- [THE REQUEST]
Return the lines in the records below verbatim, starting at the line that contains "365, row 207." and stopping after the line that contains "column 356, row 366".

- [INPUT]

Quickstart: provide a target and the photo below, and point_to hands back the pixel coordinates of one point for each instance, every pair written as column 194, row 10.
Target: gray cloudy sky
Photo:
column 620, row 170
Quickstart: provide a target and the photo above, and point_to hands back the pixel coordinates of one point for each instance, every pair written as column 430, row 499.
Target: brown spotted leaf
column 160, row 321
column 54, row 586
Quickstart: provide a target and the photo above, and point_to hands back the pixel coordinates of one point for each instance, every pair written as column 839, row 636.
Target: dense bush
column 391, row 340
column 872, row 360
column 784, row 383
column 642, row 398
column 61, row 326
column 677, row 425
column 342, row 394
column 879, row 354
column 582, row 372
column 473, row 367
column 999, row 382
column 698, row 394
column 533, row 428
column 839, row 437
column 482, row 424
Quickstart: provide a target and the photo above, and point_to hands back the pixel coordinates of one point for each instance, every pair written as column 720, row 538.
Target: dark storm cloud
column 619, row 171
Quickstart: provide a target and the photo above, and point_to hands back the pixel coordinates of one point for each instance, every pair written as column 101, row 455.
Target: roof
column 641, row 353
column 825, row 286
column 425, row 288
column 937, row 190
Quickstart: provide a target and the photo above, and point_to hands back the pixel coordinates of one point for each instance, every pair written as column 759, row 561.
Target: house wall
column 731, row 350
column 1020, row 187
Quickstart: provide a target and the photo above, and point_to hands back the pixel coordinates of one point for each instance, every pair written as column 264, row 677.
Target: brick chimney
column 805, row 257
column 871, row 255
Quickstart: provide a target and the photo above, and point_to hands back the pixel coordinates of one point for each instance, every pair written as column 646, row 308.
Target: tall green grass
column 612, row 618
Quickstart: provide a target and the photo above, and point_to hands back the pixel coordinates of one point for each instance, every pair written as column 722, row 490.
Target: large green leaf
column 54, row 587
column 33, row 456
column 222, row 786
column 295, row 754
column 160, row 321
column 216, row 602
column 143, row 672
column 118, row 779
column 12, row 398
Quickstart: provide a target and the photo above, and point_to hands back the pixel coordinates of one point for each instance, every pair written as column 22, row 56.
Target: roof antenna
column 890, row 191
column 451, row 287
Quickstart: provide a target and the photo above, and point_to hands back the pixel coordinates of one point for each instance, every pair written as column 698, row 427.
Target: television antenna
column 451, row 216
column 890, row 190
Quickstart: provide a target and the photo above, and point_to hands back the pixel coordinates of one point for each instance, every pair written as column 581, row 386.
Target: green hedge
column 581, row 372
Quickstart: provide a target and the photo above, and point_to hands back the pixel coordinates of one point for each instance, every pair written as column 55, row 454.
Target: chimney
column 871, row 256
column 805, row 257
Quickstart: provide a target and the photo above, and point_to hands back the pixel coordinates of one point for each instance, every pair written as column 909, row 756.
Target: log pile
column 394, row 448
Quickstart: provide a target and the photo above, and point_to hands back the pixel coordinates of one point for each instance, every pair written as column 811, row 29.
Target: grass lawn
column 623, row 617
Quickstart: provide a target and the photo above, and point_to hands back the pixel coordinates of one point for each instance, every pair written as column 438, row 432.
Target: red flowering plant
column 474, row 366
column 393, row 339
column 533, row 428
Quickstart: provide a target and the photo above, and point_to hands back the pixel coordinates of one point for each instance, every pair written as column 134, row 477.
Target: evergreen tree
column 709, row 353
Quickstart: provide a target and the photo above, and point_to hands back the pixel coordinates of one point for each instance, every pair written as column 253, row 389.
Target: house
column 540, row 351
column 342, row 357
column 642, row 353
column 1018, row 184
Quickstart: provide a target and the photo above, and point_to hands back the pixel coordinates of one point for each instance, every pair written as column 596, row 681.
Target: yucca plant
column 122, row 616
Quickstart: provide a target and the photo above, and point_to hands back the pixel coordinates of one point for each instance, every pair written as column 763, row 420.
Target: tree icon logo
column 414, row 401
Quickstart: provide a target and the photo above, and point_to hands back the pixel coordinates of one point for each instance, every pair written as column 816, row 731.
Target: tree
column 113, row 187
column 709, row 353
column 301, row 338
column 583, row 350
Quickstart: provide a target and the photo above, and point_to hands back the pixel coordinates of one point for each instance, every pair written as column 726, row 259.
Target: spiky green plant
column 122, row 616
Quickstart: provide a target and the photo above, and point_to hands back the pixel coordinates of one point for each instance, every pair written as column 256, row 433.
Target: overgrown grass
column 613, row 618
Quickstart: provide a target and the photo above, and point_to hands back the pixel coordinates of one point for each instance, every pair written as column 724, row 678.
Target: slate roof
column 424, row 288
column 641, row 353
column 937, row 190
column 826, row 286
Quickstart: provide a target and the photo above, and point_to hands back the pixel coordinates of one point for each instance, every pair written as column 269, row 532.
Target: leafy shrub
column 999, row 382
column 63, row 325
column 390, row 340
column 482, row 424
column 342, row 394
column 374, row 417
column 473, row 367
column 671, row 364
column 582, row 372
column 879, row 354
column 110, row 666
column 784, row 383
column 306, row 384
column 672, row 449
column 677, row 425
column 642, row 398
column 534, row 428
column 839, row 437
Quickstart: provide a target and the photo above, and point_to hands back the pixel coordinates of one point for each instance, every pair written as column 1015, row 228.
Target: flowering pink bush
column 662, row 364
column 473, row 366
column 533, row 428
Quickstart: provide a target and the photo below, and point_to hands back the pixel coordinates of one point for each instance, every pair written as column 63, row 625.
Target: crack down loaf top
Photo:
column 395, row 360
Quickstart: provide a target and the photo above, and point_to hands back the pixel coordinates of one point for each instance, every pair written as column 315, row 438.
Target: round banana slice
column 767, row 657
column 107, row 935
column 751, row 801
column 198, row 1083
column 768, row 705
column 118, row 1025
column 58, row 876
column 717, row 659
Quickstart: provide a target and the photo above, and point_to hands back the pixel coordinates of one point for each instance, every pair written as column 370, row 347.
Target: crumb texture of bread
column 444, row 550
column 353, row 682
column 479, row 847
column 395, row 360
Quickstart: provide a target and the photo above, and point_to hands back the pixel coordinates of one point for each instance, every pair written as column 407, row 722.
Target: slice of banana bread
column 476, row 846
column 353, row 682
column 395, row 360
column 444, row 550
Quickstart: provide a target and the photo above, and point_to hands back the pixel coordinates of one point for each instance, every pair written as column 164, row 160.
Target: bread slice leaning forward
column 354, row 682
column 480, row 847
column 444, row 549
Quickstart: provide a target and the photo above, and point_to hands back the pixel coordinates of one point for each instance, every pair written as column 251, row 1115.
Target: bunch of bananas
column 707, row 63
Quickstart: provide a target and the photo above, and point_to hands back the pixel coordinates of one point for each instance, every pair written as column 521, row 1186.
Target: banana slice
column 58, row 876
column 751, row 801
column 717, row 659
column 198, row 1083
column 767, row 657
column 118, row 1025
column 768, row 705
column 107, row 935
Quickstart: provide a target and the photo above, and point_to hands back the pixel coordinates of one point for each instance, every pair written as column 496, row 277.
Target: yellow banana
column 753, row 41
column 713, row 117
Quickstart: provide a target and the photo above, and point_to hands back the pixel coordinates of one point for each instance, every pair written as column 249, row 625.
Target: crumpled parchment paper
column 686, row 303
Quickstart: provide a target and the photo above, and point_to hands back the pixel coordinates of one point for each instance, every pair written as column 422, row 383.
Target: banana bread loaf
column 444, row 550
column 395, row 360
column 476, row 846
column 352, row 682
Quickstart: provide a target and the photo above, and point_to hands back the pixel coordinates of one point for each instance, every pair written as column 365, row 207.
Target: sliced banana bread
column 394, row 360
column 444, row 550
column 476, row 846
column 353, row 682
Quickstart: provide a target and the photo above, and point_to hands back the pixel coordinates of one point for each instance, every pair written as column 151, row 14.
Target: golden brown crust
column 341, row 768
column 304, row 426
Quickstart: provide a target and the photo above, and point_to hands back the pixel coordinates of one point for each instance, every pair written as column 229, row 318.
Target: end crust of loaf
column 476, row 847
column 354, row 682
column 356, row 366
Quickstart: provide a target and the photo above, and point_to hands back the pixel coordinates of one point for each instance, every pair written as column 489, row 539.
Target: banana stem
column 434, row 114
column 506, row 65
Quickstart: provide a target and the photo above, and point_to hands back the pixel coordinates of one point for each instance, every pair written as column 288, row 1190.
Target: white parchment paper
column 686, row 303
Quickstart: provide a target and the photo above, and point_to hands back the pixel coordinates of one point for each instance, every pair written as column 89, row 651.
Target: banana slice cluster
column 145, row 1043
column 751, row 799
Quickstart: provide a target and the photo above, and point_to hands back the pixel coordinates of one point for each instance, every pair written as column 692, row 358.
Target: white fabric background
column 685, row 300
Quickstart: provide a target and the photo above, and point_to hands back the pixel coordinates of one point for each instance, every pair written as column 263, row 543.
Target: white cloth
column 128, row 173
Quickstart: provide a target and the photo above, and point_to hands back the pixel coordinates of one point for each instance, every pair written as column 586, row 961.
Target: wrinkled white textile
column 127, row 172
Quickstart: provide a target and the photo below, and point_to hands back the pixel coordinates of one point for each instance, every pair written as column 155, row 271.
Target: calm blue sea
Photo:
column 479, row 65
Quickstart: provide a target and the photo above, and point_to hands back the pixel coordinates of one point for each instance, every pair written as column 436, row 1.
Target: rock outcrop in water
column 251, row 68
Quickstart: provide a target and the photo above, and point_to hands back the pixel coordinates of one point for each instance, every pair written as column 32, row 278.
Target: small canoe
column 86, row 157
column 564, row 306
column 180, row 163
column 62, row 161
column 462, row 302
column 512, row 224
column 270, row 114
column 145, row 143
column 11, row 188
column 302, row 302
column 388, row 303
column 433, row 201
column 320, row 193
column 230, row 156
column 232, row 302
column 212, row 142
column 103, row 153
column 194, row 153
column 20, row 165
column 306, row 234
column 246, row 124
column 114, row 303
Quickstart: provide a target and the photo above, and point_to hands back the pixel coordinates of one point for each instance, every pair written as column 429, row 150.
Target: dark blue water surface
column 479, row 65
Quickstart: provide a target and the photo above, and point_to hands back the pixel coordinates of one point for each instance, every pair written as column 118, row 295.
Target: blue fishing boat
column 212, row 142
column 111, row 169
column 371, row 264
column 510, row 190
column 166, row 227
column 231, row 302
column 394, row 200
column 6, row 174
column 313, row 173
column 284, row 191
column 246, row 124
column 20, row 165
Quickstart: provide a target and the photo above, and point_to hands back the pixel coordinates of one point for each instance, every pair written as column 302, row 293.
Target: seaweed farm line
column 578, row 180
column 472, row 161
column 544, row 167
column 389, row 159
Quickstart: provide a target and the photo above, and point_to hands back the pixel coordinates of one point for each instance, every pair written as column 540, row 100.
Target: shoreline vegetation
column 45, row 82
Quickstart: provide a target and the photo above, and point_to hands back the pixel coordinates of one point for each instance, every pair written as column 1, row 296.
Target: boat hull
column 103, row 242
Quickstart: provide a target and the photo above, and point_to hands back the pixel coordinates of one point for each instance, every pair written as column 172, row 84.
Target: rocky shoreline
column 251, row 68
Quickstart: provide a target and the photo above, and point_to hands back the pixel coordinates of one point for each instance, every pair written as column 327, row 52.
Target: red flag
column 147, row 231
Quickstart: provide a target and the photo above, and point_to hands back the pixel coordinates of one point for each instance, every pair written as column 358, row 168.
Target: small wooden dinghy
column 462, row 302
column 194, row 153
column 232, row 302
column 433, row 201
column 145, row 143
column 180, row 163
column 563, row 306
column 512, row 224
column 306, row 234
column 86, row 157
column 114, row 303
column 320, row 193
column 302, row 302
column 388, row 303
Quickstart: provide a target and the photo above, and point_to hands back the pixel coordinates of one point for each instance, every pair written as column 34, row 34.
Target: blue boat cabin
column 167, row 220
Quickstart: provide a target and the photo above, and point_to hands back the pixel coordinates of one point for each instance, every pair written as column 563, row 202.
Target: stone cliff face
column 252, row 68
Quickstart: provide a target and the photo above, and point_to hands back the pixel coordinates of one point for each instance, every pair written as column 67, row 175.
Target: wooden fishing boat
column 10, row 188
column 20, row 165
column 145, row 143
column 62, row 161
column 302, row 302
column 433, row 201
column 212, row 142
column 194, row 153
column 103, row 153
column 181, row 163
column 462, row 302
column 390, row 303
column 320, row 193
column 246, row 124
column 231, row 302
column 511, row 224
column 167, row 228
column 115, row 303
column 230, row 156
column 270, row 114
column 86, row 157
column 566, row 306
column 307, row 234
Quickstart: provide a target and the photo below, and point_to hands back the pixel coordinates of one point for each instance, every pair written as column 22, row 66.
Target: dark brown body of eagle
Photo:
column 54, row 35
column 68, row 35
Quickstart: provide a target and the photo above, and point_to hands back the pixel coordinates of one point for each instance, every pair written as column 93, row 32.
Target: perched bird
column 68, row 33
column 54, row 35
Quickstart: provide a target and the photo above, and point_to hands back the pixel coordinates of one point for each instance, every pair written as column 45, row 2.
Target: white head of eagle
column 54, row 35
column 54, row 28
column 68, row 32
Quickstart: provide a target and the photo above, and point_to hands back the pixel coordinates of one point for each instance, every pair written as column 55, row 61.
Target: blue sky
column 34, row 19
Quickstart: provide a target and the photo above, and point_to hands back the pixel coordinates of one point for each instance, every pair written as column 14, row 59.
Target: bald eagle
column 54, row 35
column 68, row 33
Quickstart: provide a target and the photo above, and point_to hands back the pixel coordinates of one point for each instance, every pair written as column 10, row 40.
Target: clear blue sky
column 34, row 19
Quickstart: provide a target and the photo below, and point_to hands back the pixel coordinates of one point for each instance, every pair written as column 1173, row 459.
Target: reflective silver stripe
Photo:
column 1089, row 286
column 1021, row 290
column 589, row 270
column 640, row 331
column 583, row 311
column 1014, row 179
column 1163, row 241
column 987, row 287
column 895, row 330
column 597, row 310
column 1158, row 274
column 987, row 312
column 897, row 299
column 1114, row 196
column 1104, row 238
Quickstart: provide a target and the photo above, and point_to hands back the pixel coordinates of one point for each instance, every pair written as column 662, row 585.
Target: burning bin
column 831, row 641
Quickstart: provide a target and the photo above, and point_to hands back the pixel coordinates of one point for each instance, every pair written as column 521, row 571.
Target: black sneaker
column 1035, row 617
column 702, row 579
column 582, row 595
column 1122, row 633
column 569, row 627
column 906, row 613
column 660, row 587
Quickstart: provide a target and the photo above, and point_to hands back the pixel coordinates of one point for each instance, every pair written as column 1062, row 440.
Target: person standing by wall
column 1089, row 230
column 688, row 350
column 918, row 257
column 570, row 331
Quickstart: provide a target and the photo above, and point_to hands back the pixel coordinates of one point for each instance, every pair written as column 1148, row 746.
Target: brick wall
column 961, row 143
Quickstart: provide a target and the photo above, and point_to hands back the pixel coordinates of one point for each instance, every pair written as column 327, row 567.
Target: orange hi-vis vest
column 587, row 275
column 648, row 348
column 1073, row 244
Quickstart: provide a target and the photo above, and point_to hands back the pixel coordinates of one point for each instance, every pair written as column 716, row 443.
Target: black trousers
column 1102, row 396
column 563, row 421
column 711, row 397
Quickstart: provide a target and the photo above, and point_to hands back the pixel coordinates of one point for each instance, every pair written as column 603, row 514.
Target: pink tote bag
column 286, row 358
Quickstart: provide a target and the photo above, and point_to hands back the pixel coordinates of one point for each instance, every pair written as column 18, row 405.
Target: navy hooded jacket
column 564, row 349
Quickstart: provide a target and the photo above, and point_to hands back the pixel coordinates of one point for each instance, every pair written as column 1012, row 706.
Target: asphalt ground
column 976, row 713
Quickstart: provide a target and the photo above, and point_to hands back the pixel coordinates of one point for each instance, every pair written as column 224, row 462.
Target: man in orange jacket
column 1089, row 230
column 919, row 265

- [ANSWER FOR THIS EXERCISE]
Quickstart: provide a target and the photo above, and point_to hands back the pixel coordinates of one point for each instance, every pair written as column 365, row 207.
Target: sliced banana bread
column 394, row 360
column 444, row 550
column 476, row 846
column 353, row 682
Quickstart: provide a target and the photo above, and point_to hands back the pixel coordinates of one point for each instance, every pair written as column 151, row 14.
Target: golden brown crust
column 341, row 768
column 304, row 426
Quickstart: provide a target and the photo above, and point_to hands back the pixel coordinates of one point for each instance, every pair written as column 229, row 318.
Target: end crust of loaf
column 476, row 847
column 354, row 682
column 356, row 366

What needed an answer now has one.